§ PROBLEM DESCRIPTION
Exactly reproduce each entry, leaving out nothing.
--- START ---
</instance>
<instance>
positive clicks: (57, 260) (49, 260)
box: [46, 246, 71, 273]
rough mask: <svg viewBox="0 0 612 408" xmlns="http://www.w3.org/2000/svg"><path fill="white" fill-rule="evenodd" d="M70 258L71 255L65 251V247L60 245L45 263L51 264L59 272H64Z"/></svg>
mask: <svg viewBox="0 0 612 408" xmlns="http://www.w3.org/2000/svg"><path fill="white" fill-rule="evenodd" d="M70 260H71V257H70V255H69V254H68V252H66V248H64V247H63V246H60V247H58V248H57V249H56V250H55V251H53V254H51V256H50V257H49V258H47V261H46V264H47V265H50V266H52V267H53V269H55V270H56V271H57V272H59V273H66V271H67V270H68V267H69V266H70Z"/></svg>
--- END ---
§ FINISHED TASK
</instance>
<instance>
positive clicks: (57, 260) (49, 260)
box: [46, 246, 71, 273]
rough mask: <svg viewBox="0 0 612 408" xmlns="http://www.w3.org/2000/svg"><path fill="white" fill-rule="evenodd" d="M70 258L71 255L65 251V247L60 245L45 263L51 264L59 272H64Z"/></svg>
mask: <svg viewBox="0 0 612 408" xmlns="http://www.w3.org/2000/svg"><path fill="white" fill-rule="evenodd" d="M70 260H71V257H70V255H69V254H68V252H66V248H64V247H63V246H60V247H58V248H57V249H56V250H55V251H53V254H51V256H50V257H49V258H47V261H46V264H47V265H50V266H52V267H53V269H55V270H56V271H57V272H59V273H66V271H67V270H68V267H69V266H70Z"/></svg>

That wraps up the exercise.